Entries from a point annotation set:
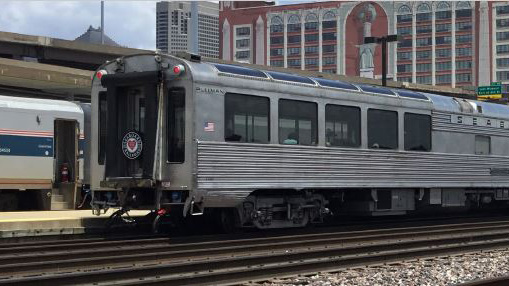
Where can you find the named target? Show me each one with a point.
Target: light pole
(382, 40)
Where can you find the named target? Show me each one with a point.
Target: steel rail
(149, 250)
(178, 272)
(86, 244)
(496, 281)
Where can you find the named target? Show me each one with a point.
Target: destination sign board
(494, 91)
(489, 90)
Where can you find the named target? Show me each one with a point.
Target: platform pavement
(38, 223)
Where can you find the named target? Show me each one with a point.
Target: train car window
(103, 123)
(290, 77)
(482, 145)
(298, 122)
(240, 70)
(176, 125)
(342, 126)
(382, 129)
(247, 118)
(417, 132)
(411, 94)
(335, 84)
(375, 89)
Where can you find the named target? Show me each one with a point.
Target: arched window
(463, 10)
(276, 24)
(463, 5)
(329, 20)
(311, 22)
(423, 13)
(329, 15)
(443, 6)
(404, 9)
(423, 7)
(293, 23)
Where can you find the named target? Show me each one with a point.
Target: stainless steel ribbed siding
(443, 122)
(253, 166)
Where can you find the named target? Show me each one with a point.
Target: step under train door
(66, 167)
(132, 104)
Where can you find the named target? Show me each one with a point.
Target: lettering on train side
(210, 90)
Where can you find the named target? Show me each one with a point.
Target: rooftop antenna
(102, 22)
(193, 34)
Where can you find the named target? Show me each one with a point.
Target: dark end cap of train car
(131, 78)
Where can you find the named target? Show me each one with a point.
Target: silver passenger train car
(42, 153)
(268, 149)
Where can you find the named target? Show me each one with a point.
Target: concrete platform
(38, 223)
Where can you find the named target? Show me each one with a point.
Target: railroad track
(498, 281)
(164, 261)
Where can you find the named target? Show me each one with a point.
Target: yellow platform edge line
(40, 219)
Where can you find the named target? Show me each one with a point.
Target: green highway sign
(489, 90)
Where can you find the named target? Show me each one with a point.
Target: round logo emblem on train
(132, 145)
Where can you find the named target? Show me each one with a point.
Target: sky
(129, 23)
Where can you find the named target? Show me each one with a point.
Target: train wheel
(226, 220)
(9, 201)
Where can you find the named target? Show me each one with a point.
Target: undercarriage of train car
(266, 209)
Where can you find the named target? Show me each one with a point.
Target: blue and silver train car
(272, 149)
(41, 153)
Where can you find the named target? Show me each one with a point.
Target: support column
(433, 46)
(453, 45)
(320, 63)
(414, 48)
(338, 53)
(269, 21)
(302, 51)
(285, 41)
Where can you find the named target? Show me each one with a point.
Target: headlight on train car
(178, 69)
(99, 74)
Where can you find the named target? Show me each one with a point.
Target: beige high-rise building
(173, 27)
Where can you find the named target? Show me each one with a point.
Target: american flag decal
(209, 127)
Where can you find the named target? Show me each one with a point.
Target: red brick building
(443, 43)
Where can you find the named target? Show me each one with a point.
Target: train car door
(131, 124)
(66, 164)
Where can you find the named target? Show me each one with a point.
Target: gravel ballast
(438, 271)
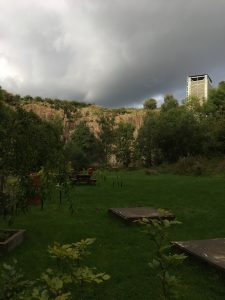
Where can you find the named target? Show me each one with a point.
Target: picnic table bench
(83, 179)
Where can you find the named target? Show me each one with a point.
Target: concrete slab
(211, 251)
(135, 213)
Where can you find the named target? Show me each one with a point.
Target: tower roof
(201, 75)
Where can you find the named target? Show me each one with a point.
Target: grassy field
(123, 250)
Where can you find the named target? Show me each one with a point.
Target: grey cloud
(114, 53)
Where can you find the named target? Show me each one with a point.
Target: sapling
(164, 261)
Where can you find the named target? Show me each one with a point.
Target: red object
(36, 200)
(90, 171)
(36, 179)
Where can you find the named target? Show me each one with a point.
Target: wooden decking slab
(135, 213)
(211, 251)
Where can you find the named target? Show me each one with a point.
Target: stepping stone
(135, 213)
(211, 251)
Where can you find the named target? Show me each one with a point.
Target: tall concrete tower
(198, 86)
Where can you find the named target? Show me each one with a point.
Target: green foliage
(146, 148)
(217, 99)
(12, 283)
(164, 261)
(172, 134)
(189, 166)
(55, 283)
(150, 104)
(106, 135)
(124, 143)
(83, 149)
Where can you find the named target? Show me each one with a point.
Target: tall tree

Exercise:
Extract the full listing exactly, with the pictures left out.

The output:
Where can you find the named target? Show me each one with a point.
Target: light pole
(382, 40)
Where can you find the named target? Show me each one with a point.
Target: steel rail
(149, 250)
(178, 272)
(86, 244)
(496, 281)
Where can you find the named target? Show me each one with a point.
Target: destination sign board
(494, 91)
(489, 90)
Where can you find the named target? Show me each one with a point.
Target: platform pavement
(38, 223)
Where can you find the named target? Show me each one with a point.
Target: train car window
(103, 123)
(290, 77)
(482, 145)
(298, 122)
(240, 70)
(176, 125)
(342, 126)
(382, 129)
(247, 118)
(417, 132)
(411, 94)
(335, 84)
(375, 89)
Where can you find the named target? Show me each one with a point.
Target: arched window
(463, 10)
(276, 24)
(463, 5)
(329, 20)
(311, 22)
(423, 13)
(329, 15)
(443, 6)
(404, 9)
(423, 7)
(293, 23)
Where can you find the named target? Show me each one with a point.
Target: stainless steel ribbed siding
(443, 122)
(253, 166)
Where can you find the named target? Show me each one with a point.
Target: step under train door
(66, 167)
(132, 104)
Where can you find the named target? Show me each one with a point.
Target: lettering on train side
(210, 90)
Where can you find the named target? Show me each one with a point.
Target: rooftop antenna
(102, 22)
(193, 34)
Where can you find the named target? Show me each one with a point.
Target: dark end cap of train car
(131, 78)
Where can you find the named target? Show me each one with a point.
Target: silver passenger train car
(42, 153)
(268, 149)
Where can you find the named target? Show me each one with a point.
Target: concrete platform
(38, 223)
Where can you find the named target? Show me each one with a point.
Target: railroad track
(498, 281)
(164, 261)
Where can you find the named target? Show me each one with a point.
Target: yellow platform edge line
(40, 219)
Where can you find the named target? Show me each one with a point.
Target: green highway sign
(489, 90)
Where can you find the named target? Show me each one with a point.
Target: round logo emblem on train
(132, 145)
Where can you find the named target? Show me each one with a point.
Target: sky
(129, 23)
Where can you find the named target? Show me each one with a point.
Target: train wheel
(226, 220)
(9, 201)
Where can you find the named target? Show me each one with a point.
Target: undercarriage of train car
(266, 209)
Where can you find the named target? Show me each one with a point.
Target: blue and silver train car
(272, 149)
(41, 153)
Where can you find the named target? Show me each one with a point.
Target: support column
(433, 46)
(453, 45)
(320, 63)
(414, 48)
(338, 53)
(269, 21)
(302, 51)
(285, 41)
Where can you find the named target? Show me each one with a point.
Target: headlight on train car
(178, 69)
(99, 74)
Where can you find the named target? Show me each one with a point.
Target: beige high-rise building
(173, 27)
Where can you find the named target? Show me each one with a point.
Target: american flag decal
(209, 127)
Where can you find the named target? Show me each one with a point.
Target: red brick building
(443, 43)
Where can you find the named target? Show me each one with a point.
Target: train car door
(131, 124)
(66, 164)
Where can you find the named target? Show me each one with a point.
Target: gravel ballast
(438, 271)
Where can you find the named target? Show me each one with a point.
Target: picnic table bench
(83, 179)
Where can you find the named target? Show me each one with a point.
Target: concrete slab
(211, 251)
(135, 213)
Where can you find the named target? Show me each one with a point.
Target: tower roof
(201, 75)
Where can you find the named target? Show me each one with a point.
Target: grassy field
(123, 250)
Where can you find the named target? Show me each one with a point.
Target: grey cloud
(114, 53)
Where can you find the named target? Show me each one with a point.
Target: sapling
(164, 261)
Where can you find the named target? Show me each one with a point.
Target: red object
(36, 200)
(90, 171)
(36, 179)
Where can you find the named target? Show me each one with a point.
Target: wooden decking slab
(135, 213)
(211, 251)
Where can you find the named target? Show me each one with a point.
Target: stepping stone
(135, 213)
(211, 251)
Where can you find the named target? Show me each one with a point.
Target: tall concrete tower
(198, 86)
Where can you find the named target? Show me each one with a point.
Target: green foliage
(146, 148)
(217, 99)
(12, 283)
(164, 261)
(172, 134)
(189, 166)
(55, 283)
(150, 104)
(106, 135)
(124, 143)
(83, 149)
Where can you find the named target? Show me each one with a point.
Target: tall tree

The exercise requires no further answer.